** Source material **
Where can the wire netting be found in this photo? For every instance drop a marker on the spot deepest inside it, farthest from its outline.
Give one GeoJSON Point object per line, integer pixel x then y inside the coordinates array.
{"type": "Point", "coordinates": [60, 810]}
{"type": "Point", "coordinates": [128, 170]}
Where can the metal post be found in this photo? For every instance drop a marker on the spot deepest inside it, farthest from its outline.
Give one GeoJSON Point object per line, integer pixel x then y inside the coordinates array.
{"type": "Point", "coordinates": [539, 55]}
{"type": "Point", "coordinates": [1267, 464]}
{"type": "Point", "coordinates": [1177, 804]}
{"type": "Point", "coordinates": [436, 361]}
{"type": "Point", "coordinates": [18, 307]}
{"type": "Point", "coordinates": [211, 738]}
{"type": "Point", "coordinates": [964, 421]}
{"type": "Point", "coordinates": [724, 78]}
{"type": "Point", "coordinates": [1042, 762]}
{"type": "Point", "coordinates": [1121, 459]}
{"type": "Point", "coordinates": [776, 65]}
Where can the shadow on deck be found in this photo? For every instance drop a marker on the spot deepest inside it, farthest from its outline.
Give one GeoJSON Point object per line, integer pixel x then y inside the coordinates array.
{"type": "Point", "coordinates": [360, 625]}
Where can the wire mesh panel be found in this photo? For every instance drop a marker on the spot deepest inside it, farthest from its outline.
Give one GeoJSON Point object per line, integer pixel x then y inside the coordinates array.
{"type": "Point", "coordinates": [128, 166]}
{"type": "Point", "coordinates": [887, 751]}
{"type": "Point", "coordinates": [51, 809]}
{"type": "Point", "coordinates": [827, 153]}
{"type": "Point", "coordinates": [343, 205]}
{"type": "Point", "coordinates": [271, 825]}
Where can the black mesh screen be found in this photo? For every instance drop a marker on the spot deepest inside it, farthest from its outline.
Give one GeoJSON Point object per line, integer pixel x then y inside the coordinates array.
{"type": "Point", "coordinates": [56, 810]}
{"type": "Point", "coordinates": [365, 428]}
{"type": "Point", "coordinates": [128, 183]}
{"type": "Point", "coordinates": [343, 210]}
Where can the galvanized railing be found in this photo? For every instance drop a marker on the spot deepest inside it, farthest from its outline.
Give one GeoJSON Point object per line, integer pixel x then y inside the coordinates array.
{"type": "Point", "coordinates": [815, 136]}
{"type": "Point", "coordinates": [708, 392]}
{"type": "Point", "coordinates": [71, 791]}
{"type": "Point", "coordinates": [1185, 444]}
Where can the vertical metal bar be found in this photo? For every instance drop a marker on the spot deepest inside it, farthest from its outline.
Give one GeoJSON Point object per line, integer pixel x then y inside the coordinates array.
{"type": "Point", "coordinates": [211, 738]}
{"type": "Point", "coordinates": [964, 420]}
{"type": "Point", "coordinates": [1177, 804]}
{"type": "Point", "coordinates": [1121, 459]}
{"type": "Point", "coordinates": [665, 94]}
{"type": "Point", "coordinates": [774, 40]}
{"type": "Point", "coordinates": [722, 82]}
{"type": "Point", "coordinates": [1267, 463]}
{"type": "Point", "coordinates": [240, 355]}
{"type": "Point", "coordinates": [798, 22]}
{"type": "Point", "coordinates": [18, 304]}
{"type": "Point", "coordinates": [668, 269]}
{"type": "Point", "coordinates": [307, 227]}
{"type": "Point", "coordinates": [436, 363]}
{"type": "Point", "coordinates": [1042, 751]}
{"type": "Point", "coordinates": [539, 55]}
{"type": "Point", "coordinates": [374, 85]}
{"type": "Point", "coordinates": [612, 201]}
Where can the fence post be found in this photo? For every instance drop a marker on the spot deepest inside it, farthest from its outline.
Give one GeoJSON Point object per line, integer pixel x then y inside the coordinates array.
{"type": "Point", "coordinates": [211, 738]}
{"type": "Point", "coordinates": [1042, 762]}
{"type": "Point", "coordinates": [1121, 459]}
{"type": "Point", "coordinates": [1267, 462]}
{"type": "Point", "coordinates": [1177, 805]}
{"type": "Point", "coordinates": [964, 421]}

** What you should do **
Restate every line of the data word for word.

** Final result **
Where can the wire netting be found in this photo? For every instance drop a marker on the spot deepest inside it, farthest from its outline.
Give one GeoJSON Point object per line, integer pixel x then y inside the coordinates array.
{"type": "Point", "coordinates": [60, 810]}
{"type": "Point", "coordinates": [128, 170]}
Where can the metal post be found in this photo? For every instance drop a marker on the spot deepest inside it, farthest from its outline.
Give one GeoJSON Point object per line, integer pixel x then y inside the coordinates array.
{"type": "Point", "coordinates": [539, 55]}
{"type": "Point", "coordinates": [1267, 464]}
{"type": "Point", "coordinates": [1177, 804]}
{"type": "Point", "coordinates": [436, 361]}
{"type": "Point", "coordinates": [18, 307]}
{"type": "Point", "coordinates": [211, 738]}
{"type": "Point", "coordinates": [964, 421]}
{"type": "Point", "coordinates": [724, 78]}
{"type": "Point", "coordinates": [1042, 762]}
{"type": "Point", "coordinates": [1121, 459]}
{"type": "Point", "coordinates": [776, 65]}
Where can the shadow on deck be found in this photo? For every instance drop a marker on the spot deepest inside it, farthest from its outline.
Give one GeoJSON Point object per line, integer pixel x then y inside the coordinates array.
{"type": "Point", "coordinates": [360, 625]}
Where can the wire mesh panel be found in this photo? For every instance drop a marker on the spot deepest inside it, farthest from its outline.
Give one GeoJSON Point object per line, integer pixel x then y inside the coordinates array.
{"type": "Point", "coordinates": [128, 166]}
{"type": "Point", "coordinates": [887, 751]}
{"type": "Point", "coordinates": [51, 809]}
{"type": "Point", "coordinates": [827, 153]}
{"type": "Point", "coordinates": [343, 205]}
{"type": "Point", "coordinates": [271, 825]}
Where can the black mesh screen be found in this photo? For every instance drop a marker on the spot deepest inside it, farthest from its outline.
Give one GeoJSON Point object per line, integer pixel x then y inside the coordinates array.
{"type": "Point", "coordinates": [56, 810]}
{"type": "Point", "coordinates": [365, 428]}
{"type": "Point", "coordinates": [128, 183]}
{"type": "Point", "coordinates": [343, 210]}
Where can the galvanized railing be found in this photo? For every instance drop a marker on the spot deepest inside it, farthest from its outline.
Give one GeoJSON Point object per line, integer pixel x then y inside the coordinates array.
{"type": "Point", "coordinates": [815, 136]}
{"type": "Point", "coordinates": [708, 392]}
{"type": "Point", "coordinates": [71, 791]}
{"type": "Point", "coordinates": [1185, 444]}
Where can the vertical metal bar be found in this photo? For every instance drop a marker on the spot deepest inside it, farthest from its outline.
Give one GeoJSON Point object per line, integer pixel x then y inside the coordinates array.
{"type": "Point", "coordinates": [211, 738]}
{"type": "Point", "coordinates": [964, 420]}
{"type": "Point", "coordinates": [1177, 804]}
{"type": "Point", "coordinates": [1121, 459]}
{"type": "Point", "coordinates": [665, 94]}
{"type": "Point", "coordinates": [774, 40]}
{"type": "Point", "coordinates": [722, 82]}
{"type": "Point", "coordinates": [1267, 463]}
{"type": "Point", "coordinates": [240, 355]}
{"type": "Point", "coordinates": [798, 22]}
{"type": "Point", "coordinates": [18, 304]}
{"type": "Point", "coordinates": [668, 269]}
{"type": "Point", "coordinates": [307, 227]}
{"type": "Point", "coordinates": [436, 363]}
{"type": "Point", "coordinates": [1042, 751]}
{"type": "Point", "coordinates": [539, 55]}
{"type": "Point", "coordinates": [374, 85]}
{"type": "Point", "coordinates": [612, 201]}
Where can the fence post be found in this photo? For every instance drop a marker on the spot deepest inside it, farthest from its outline.
Give one GeoJSON Point object per line, integer pixel x then y inside the coordinates array.
{"type": "Point", "coordinates": [211, 738]}
{"type": "Point", "coordinates": [1042, 762]}
{"type": "Point", "coordinates": [1121, 459]}
{"type": "Point", "coordinates": [1267, 462]}
{"type": "Point", "coordinates": [1177, 805]}
{"type": "Point", "coordinates": [964, 421]}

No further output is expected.